Rewrite the material starting with the line that contains "is: blazer sleeve" and going on through the line that contains "[377,95,600,372]". Change "blazer sleeve" to "coat sleeve" and leave everything else unchanged.

Information provided.
* begin *

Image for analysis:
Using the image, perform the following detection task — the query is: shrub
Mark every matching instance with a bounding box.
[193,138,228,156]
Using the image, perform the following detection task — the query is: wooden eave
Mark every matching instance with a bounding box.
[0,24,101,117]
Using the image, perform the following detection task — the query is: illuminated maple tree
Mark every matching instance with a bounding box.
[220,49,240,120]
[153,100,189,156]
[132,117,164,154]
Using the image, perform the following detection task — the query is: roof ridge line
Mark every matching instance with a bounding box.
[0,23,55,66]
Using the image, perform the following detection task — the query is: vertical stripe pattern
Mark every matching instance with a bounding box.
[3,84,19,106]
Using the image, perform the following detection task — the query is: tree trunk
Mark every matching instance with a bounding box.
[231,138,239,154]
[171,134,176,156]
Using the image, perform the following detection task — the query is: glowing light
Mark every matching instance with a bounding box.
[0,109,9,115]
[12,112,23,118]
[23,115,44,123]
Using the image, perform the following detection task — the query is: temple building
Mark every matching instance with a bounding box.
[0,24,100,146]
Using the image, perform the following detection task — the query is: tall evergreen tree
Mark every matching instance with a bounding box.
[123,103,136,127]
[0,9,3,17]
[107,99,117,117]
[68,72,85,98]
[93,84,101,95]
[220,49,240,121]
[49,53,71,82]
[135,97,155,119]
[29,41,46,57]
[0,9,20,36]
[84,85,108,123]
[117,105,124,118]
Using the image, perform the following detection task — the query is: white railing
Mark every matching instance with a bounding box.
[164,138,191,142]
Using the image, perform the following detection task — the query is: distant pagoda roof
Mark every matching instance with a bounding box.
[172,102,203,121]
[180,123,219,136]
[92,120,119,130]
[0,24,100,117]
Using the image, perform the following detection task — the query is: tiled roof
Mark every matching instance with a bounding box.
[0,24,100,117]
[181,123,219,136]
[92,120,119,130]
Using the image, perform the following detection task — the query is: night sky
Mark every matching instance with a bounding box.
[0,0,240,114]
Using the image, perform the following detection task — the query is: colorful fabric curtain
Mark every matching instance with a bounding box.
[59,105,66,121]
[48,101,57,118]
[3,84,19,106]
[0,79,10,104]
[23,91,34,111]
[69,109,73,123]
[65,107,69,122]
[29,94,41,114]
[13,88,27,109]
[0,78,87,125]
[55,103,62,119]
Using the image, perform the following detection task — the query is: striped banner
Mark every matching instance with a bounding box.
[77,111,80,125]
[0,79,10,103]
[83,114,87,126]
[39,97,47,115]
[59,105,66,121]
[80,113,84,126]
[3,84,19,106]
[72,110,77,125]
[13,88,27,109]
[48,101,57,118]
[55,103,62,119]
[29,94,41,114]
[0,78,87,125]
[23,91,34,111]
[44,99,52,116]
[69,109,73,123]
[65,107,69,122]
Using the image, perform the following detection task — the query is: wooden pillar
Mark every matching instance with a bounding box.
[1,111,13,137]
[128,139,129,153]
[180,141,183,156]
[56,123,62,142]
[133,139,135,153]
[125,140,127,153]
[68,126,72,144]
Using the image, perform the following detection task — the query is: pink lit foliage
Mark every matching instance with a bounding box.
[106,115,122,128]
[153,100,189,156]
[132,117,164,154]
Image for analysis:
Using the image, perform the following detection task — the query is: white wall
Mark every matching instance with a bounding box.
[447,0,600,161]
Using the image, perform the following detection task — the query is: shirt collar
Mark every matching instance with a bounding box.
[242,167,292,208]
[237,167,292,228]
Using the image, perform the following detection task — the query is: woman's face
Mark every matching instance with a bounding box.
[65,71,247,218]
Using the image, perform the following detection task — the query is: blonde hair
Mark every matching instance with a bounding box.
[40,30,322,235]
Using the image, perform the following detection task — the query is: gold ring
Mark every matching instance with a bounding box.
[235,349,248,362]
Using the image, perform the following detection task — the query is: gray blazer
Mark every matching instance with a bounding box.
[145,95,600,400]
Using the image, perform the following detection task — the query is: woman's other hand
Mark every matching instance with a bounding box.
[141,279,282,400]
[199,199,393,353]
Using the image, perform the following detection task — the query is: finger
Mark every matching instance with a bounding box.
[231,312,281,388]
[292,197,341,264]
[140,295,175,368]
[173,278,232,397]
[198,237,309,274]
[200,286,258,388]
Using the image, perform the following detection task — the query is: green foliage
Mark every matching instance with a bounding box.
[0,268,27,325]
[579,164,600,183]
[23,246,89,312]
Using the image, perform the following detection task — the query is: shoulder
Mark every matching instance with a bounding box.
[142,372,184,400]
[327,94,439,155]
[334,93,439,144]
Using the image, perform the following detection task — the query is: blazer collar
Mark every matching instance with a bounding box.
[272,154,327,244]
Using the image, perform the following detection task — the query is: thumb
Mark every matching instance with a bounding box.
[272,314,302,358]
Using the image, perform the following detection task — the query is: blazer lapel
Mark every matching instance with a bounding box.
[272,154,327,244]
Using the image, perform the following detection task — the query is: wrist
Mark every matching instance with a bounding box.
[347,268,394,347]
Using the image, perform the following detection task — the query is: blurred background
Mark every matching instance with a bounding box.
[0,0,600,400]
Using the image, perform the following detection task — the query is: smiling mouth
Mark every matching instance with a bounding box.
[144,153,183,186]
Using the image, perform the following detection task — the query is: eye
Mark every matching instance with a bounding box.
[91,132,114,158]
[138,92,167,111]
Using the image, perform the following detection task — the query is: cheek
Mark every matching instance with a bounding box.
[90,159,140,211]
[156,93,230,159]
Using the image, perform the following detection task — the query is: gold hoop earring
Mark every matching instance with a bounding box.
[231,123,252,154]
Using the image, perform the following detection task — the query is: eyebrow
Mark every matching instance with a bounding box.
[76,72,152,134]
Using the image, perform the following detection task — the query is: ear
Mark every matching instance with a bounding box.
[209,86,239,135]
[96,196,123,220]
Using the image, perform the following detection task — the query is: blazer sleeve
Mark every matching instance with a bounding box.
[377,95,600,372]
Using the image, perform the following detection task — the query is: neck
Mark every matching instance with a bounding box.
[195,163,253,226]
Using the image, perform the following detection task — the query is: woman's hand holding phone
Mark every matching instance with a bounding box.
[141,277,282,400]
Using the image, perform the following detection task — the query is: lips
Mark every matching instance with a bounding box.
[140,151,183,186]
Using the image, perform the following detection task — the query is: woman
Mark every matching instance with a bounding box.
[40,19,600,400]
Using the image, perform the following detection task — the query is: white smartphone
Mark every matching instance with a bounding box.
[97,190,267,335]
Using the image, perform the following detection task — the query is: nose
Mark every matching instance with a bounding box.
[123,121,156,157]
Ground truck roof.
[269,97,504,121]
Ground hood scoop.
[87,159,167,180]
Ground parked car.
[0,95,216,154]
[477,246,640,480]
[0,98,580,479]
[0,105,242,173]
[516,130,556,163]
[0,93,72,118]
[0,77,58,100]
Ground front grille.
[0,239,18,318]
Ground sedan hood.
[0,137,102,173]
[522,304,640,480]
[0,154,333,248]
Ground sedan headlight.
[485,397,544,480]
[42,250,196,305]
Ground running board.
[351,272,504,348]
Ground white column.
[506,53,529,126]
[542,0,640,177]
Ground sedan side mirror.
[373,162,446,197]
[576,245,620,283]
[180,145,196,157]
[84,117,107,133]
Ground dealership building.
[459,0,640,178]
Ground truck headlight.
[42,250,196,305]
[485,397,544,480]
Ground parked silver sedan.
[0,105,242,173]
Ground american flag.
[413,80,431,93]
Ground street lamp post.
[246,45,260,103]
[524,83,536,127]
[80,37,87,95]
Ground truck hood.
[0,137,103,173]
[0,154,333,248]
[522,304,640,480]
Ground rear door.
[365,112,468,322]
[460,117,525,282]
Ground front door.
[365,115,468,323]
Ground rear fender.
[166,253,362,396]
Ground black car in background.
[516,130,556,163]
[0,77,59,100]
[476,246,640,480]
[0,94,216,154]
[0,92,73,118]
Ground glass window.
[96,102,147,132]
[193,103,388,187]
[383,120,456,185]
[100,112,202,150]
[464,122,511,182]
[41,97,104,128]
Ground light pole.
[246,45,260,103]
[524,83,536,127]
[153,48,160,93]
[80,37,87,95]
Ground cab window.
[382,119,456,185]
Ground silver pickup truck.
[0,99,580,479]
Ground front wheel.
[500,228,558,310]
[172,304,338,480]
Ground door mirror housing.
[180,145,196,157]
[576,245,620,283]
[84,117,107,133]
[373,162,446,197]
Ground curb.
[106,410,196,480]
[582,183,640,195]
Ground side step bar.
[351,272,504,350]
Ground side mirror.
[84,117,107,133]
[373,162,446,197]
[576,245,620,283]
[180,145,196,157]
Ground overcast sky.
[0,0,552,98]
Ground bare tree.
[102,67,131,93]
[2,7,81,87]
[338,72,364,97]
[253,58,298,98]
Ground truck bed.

* end *

Complete answer.
Using the image, perform the following detection task — the query is: coat sleeve
Mark every matching instance with a bounding box.
[377,95,600,372]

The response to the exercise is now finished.